• _What is asked_
Your task is to restate the data word for word.

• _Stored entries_
________________

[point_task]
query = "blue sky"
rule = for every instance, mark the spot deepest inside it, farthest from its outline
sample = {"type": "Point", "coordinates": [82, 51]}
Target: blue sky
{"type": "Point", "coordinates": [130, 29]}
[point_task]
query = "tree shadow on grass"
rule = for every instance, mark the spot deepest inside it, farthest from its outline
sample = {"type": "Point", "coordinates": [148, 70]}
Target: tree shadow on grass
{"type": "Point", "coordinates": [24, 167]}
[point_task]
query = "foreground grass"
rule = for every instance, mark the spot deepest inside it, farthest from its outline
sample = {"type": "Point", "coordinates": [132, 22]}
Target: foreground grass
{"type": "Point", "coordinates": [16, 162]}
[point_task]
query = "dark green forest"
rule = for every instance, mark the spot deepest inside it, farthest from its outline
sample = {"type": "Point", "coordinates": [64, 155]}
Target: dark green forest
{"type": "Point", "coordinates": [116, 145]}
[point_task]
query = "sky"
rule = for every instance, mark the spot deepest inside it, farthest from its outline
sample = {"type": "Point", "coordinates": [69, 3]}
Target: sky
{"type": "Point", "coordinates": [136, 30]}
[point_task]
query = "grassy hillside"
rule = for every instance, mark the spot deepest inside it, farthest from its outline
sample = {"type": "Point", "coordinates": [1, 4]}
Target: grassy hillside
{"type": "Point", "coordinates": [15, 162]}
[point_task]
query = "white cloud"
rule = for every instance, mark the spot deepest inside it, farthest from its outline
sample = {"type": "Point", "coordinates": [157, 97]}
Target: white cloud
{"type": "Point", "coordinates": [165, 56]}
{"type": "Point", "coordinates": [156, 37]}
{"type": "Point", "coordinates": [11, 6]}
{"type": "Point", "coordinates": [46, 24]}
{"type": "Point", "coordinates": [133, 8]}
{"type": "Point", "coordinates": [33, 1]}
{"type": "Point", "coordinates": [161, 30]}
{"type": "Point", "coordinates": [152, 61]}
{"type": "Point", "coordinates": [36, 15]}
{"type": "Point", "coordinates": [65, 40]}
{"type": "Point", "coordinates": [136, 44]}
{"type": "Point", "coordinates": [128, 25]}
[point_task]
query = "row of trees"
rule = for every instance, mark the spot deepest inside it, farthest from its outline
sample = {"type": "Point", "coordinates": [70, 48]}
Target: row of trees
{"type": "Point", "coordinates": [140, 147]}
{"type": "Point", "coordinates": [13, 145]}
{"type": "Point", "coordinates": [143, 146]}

________________

• _Result for this exercise_
[point_task]
query = "blue sky"
rule = for every instance, mark the spot deepest inside it, farthest from its outline
sample = {"type": "Point", "coordinates": [82, 51]}
Target: blue sky
{"type": "Point", "coordinates": [130, 29]}
[point_task]
query = "tree shadow on grass"
rule = for every instance, mark the spot deepest inside it, farthest from its outline
sample = {"type": "Point", "coordinates": [148, 70]}
Target: tree shadow on grass
{"type": "Point", "coordinates": [24, 167]}
[point_task]
query = "foreground grass"
rule = for every instance, mark the spot deepest inside it, farthest from its outline
sample = {"type": "Point", "coordinates": [132, 22]}
Target: foreground grass
{"type": "Point", "coordinates": [16, 162]}
[point_task]
query = "dark green forest"
rule = for every instance, mark the spot deepest inside it, farthest from its outline
sample = {"type": "Point", "coordinates": [64, 155]}
Target: dark green forest
{"type": "Point", "coordinates": [116, 145]}
[point_task]
query = "sky"
rule = for every instance, mark the spot deepest inside it, farthest from its outline
sample = {"type": "Point", "coordinates": [69, 3]}
Target: sky
{"type": "Point", "coordinates": [136, 30]}
[point_task]
query = "grassy hillside"
rule = for every instance, mark the spot deepest inside it, farthest from its outline
sample = {"type": "Point", "coordinates": [1, 4]}
Target: grassy hillside
{"type": "Point", "coordinates": [15, 162]}
[point_task]
query = "white cloud"
rule = for every instance, mark the spot deepest inside it, farthest from its outline
sample = {"type": "Point", "coordinates": [157, 97]}
Target: white cloud
{"type": "Point", "coordinates": [165, 56]}
{"type": "Point", "coordinates": [156, 37]}
{"type": "Point", "coordinates": [11, 6]}
{"type": "Point", "coordinates": [46, 24]}
{"type": "Point", "coordinates": [133, 8]}
{"type": "Point", "coordinates": [33, 1]}
{"type": "Point", "coordinates": [161, 30]}
{"type": "Point", "coordinates": [152, 61]}
{"type": "Point", "coordinates": [36, 15]}
{"type": "Point", "coordinates": [65, 40]}
{"type": "Point", "coordinates": [136, 44]}
{"type": "Point", "coordinates": [128, 25]}
[point_task]
query = "row of trees"
rule = for every instance, mark the spot deepest inside it, farthest from its outline
sample = {"type": "Point", "coordinates": [70, 48]}
Target: row of trees
{"type": "Point", "coordinates": [140, 147]}
{"type": "Point", "coordinates": [13, 145]}
{"type": "Point", "coordinates": [143, 146]}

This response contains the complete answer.